Please rewrite these records in full, replacing "wooden chair" with "wooden seat" at every occurrence and leaving everything else unchanged.
BEGIN RECORDS TO PROCESS
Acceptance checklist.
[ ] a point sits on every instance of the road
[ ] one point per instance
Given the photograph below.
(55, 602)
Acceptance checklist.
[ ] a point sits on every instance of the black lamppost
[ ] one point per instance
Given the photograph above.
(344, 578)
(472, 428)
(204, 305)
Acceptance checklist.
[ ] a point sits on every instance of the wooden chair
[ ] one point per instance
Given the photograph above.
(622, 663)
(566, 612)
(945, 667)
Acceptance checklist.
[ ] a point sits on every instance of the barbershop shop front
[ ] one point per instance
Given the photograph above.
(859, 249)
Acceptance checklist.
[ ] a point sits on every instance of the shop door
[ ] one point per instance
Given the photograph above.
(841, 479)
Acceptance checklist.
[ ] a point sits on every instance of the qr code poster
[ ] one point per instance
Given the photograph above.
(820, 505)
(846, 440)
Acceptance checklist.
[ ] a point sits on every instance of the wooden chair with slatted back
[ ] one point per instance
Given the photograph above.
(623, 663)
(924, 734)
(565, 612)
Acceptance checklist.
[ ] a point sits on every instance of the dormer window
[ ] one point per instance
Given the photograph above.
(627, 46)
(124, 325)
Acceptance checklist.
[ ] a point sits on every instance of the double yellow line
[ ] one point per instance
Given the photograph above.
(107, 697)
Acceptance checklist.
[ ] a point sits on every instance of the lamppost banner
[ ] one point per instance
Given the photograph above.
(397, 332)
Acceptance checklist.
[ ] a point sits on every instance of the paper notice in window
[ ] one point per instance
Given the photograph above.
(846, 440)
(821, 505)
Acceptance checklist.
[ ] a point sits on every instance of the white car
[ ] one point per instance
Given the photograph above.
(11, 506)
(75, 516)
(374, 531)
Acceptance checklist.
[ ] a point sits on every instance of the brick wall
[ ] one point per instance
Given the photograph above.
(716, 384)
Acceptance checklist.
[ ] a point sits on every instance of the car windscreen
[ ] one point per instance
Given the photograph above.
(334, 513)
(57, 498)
END RECORDS TO PROCESS
* WRITTEN RESPONSE *
Acceptance checklist.
[ ] a point sits on every instance of the road
[ ] one point per instance
Given the photograph below.
(55, 602)
Acceptance checklist.
[ ] a point sits on every instance of the black lamppost
[ ] one point per instance
Given the photograph above.
(344, 578)
(472, 428)
(204, 305)
Acceptance checklist.
[ ] a point sits on every instance of the wooden seat
[ ] one point per instance
Given the photograph above.
(622, 663)
(566, 612)
(945, 667)
Acceptance checklist.
[ ] a point sits on every instance of the barbershop shop front
[ ] one point per instance
Given the photograph above.
(859, 249)
Acceptance checklist.
[ ] a point sits on every instance of the shop door
[ ] one point per instance
Given the photograph above.
(841, 479)
Acceptance checklist.
[ ] a point sits on every instance of the qr code poster
[ ] one point per instance
Given the photograph above.
(820, 505)
(846, 440)
Acceptance checklist.
[ ] a point sits on every instance of the wooden seat with slatted back
[ ] one point per instance
Given the photograph above.
(623, 663)
(924, 734)
(565, 612)
Acceptance checklist.
[ ] a point sits on every instance of the dormer window
[ ] one point per instance
Given the photograph above.
(627, 46)
(124, 325)
Acceptance checklist.
[ ] a point sits on every instance of the double yellow line
[ ] one point per instance
Given the photograph above.
(107, 697)
Acceptance checklist.
[ ] a point sits on every instance of the lamppost banner
[ ] one point per instance
Given the photograph above.
(397, 332)
Acceptance checklist.
[ ] a point sits on every instance of the paper notice in window
[ ] one point per instance
Given the photograph above.
(846, 440)
(821, 505)
Acceptance checklist.
[ ] a point sits on every instance of the white car
[ ] one point per instance
Given the photograph above.
(11, 506)
(75, 516)
(374, 531)
Acceptance checklist.
[ ] a point sits on every instance of the brick wall
[ ] one point per instance
Given the photograph above.
(716, 384)
Acceptance checklist.
[ ] a point sits on every instance of the car windscreen
[ ] one point per instance
Given the photograph above.
(334, 513)
(57, 498)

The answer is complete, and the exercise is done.